_问题陈述:_
能否把材料从开头起、直到含有“pixel 312 646”的那一行为止（包括该行）的各行排成编号列表，并略去空行？

带标签对象的定位条目:
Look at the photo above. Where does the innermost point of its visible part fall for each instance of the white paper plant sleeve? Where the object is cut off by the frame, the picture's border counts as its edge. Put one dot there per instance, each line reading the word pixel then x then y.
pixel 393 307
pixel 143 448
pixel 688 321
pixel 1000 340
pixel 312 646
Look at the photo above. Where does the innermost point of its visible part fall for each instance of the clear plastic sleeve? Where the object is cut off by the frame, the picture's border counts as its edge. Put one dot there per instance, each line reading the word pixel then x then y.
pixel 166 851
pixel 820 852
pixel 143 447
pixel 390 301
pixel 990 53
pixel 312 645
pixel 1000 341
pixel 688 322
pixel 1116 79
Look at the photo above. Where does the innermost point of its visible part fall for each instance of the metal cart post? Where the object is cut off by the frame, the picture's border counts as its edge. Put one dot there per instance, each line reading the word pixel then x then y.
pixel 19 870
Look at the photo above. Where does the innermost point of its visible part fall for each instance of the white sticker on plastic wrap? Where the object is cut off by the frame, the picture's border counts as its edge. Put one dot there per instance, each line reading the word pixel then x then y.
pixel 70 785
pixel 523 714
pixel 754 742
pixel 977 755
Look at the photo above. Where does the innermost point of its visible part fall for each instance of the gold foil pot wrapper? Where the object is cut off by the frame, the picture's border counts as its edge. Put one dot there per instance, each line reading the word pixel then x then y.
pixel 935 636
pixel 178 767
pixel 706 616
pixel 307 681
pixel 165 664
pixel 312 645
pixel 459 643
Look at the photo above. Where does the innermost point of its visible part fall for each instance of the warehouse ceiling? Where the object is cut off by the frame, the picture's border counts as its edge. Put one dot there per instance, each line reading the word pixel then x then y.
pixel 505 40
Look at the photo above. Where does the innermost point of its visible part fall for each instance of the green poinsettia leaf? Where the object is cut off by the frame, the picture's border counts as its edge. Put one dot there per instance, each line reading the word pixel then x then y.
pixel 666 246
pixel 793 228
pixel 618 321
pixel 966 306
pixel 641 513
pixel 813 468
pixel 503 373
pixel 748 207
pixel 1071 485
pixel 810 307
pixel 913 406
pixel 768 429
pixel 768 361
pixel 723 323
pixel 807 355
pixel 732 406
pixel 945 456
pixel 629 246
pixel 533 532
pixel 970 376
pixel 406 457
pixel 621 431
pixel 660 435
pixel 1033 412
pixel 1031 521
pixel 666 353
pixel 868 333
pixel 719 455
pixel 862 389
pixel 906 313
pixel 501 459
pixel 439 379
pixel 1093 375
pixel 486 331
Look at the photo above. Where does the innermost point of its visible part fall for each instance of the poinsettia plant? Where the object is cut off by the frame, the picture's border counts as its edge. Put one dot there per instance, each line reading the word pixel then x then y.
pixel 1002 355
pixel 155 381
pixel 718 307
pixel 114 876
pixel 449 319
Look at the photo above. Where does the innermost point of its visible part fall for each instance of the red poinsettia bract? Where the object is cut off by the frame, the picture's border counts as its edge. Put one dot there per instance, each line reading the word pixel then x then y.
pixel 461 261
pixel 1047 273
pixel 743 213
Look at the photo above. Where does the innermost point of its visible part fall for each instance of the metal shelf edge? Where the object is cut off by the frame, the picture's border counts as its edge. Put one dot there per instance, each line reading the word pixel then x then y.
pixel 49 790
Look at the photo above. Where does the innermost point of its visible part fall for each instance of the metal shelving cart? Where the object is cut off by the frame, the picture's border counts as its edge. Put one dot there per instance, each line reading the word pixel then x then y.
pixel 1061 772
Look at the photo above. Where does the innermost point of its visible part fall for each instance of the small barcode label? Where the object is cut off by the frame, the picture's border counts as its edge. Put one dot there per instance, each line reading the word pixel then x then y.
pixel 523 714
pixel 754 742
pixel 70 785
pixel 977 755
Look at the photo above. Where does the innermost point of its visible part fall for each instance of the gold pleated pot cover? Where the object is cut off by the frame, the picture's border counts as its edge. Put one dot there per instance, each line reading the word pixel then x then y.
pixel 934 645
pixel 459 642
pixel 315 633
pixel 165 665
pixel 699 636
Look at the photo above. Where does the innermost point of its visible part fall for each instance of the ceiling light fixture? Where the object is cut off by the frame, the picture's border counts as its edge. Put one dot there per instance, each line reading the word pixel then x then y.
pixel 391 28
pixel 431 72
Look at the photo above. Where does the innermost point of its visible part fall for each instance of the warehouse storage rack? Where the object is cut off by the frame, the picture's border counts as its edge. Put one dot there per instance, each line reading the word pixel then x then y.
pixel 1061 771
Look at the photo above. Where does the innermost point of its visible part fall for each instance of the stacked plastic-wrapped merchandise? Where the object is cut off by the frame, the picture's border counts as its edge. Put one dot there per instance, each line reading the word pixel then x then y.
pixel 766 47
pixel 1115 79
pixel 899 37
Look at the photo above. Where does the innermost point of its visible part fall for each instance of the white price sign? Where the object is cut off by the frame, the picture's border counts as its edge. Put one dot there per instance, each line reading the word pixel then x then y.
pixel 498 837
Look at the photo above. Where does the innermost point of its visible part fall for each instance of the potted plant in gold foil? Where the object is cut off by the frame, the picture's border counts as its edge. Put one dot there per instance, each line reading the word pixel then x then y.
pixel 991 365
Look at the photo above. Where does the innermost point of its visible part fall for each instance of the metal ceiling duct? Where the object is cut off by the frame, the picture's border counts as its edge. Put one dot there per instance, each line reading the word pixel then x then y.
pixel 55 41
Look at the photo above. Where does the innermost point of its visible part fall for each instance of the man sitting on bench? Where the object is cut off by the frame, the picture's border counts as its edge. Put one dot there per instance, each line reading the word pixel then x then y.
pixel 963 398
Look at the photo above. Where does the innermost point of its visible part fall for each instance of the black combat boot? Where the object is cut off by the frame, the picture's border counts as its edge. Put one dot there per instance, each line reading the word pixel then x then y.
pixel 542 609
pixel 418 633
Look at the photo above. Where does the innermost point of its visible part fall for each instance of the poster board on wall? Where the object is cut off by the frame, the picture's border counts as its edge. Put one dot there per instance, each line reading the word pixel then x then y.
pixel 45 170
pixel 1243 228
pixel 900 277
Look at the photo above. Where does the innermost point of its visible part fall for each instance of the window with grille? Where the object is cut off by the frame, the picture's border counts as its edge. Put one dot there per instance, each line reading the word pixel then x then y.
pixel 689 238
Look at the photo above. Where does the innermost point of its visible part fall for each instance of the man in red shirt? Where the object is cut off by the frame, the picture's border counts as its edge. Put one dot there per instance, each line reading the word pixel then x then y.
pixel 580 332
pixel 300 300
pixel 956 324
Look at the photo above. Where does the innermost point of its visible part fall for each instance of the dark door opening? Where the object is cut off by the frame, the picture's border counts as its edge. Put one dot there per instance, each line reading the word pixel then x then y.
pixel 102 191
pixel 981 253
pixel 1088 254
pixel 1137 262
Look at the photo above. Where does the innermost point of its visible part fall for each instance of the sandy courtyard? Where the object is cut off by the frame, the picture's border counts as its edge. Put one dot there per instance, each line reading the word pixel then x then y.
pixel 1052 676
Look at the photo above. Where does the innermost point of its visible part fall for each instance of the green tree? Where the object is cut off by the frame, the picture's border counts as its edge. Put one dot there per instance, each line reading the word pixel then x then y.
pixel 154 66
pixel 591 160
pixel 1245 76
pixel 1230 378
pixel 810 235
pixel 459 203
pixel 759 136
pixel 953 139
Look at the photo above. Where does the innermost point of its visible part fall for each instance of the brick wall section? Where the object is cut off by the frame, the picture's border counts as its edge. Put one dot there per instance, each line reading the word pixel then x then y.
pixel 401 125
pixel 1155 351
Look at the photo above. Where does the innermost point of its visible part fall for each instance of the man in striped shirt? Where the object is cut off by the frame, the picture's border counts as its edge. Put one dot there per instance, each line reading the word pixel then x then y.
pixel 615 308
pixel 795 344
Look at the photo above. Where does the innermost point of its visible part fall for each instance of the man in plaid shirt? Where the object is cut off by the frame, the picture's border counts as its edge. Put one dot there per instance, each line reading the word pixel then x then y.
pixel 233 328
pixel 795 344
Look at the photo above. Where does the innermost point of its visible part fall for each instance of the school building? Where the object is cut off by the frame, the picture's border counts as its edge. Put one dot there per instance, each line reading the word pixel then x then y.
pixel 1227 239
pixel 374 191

_正确答案:_
1. Look at the photo above. Where does the innermost point of its visible part fall for each instance of the white paper plant sleeve? Where the object is cut off by the frame, the picture's border counts as its edge. Put one dot there per instance, each line reading the word pixel then x then y.
2. pixel 393 307
3. pixel 143 448
4. pixel 688 321
5. pixel 1000 340
6. pixel 312 646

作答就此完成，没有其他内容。